PROVIDED PASSAGE section start

Marriage isn’t something that we create, something we establish with a code of civil law and contracts and all the rest. As we hear in the Book of Common Prayer, the covenant of marriage was established by God in creation.

Marriage is a part of the order of Genesis, something that God himself created in Eden, as a part of his gift, and something into which he has impressed his image, something he presented to the human family for care and safekeeping and good stewardship. Entering into marriage in a way that doesn’t honor God’s image, grace, gift, and intention, or the breaking of that sacred covenant—that, says Jesus, is like strip-mining Yosemite Valley for a quick profit, like dumping poison into the ocean to save a few dollars on careful disposal. It’s almost a kind of murder. If none of us in the end can claim to have lived lives of perfect stewardship, that is, in ways great and small, a reflection of our hardness of heart. Sin. Self-imposed alienation from God.

So hear me carefully: this isn’t about judgment and condemnation for the failures and brokenness of our lives. Jesus isn’t being asked about pastoral care for divorced persons or about the design of canon law about remarriage after a divorce. We all have many failures, and much brokenness—and as we say in that prayer Sunday by Sunday, it is his property always to have mercy. Always to have mercy. And I’m very glad that, to the extent that we can as a Church, we are able at once to affirm and lift up the graciousness of God’s act of beautiful creation in the sacrament of marriage, and at the same time respond with compassion and forgiveness and hope for renewal when things have fallen apart, when we have fallen short.

This isn’t about condemnation. Nothing here to take away hope and intention for new life and renewal and recovery of meaning. But it is about seeing and being honest about that hardness of heart which is within each of us. Not about putting those divorced on the hook and letting those who by God’s grace are not divorced to have a pat on the back and to feel self-satisfied. But all of that in front of us, says Jesus, it is this tendency to make ourselves the gods of our lives, to place ourselves at the center of the universe, to prefer our way to God’s way. That’s what we need to face, that’s what we need to deal with, as God’s new morning and new Kingdom dawns in our midst.

PROVIDED PASSAGE section end
SOURCE MATERIAL section start

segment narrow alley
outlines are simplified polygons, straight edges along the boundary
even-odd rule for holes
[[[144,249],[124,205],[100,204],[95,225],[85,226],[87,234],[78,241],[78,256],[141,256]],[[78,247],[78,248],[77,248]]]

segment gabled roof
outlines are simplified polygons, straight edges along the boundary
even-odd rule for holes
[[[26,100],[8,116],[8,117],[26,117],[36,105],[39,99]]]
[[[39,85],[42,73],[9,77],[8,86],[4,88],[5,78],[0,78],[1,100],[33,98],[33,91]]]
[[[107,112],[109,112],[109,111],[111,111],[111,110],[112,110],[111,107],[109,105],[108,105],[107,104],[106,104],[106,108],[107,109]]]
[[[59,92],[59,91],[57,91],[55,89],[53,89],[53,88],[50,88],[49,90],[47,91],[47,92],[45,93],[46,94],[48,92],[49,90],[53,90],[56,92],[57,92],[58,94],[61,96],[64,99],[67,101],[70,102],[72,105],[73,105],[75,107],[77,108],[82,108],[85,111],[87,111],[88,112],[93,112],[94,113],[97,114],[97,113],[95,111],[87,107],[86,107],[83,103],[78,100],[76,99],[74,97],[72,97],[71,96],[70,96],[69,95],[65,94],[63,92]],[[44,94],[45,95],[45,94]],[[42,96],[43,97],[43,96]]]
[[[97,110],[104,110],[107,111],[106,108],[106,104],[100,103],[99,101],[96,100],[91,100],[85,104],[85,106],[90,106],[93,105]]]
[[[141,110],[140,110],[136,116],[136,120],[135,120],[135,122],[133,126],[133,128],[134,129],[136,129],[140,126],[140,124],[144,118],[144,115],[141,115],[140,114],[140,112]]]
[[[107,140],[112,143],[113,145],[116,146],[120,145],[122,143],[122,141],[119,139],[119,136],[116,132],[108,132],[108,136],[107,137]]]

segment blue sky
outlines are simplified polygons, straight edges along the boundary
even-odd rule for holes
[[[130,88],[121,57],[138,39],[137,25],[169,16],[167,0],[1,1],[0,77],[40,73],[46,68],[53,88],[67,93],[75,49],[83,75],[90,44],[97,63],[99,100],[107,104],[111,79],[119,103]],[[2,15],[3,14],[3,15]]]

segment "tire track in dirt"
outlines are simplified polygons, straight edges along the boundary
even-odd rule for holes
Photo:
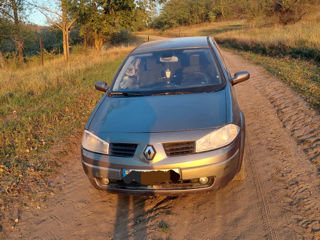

SOURCE MATERIAL section end

## EXERCISE REQUIREMENTS
**1.** Summarize the sermon on marriage in two sentences.
**2.** In the sermon on marriage, who established the covenant of marriage, according to the Book of Common Prayer?
**3.** Carry the sermon on marriage forward from its final sentence.
The entries can be set aside; the sermon on marriage is all that is needed here.

## ANSWER SET
**1.** The sermon holds that marriage is a covenant God established in creation and gave to the human family to care for, and it compares dishonoring or breaking that covenant to strip-mining Yosemite Valley or dumping poison into the ocean. It insists this is not about condemning the divorced, since God's property is always to have mercy, but about honestly facing the hardness of heart in each person that puts self at the center in place of God.

**2.** God, in creation.

**3.**
And the passage turns, and suddenly we are into our Tiffany Window, and this fullness of the sign of God’s blessing and hope, his mercy, his tenderness. As Jesus takes the children into his arms. The disciples get a word of rebuke again, for again their hardness of heart, thinking about what makes them comfortable, not turning to give themselves to what God is creating right in front of them. Jesus just five minutes ago picked up that little child and told them that to receive that child was to receive the Father himself. Jesus just said, whoever gives one of these little ones even a glass of water in my name will not lose the reward of the Kingdom. Jesus just said, whoever harms one of these little ones even in the smallest way will be accountable for eternity. Five minutes ago. And here, the mothers bring their children to see Jesus, and the disciples begin to send them away. Talk about not paying attention. What are these guys thinking? And of course then: what are we thinking?

As we come to the Table this morning, could our prayer be that the hardness of our heart in every way would be remade with the tenderness and mercy and forgiveness and grace and generosity of the Father’s love. The mystery of Christ’s gift on the Cross, his death for our sake. His rising again. His presence with us. Not about judgment, about sending away, separating, breaking apart. But about a love for God and what he has made, and about the commitment of our minds and our hearts today to live not for the world of our making, but in the hope and beauty of the world he has made for us. That we would be good and faithful stewards, honoring him with our lives, to live in his covenant and to aspire in every way now to be the people he created us to be. That by the overflowing of his love and his faithfulness in us, it will be the first morning of his Kingdom.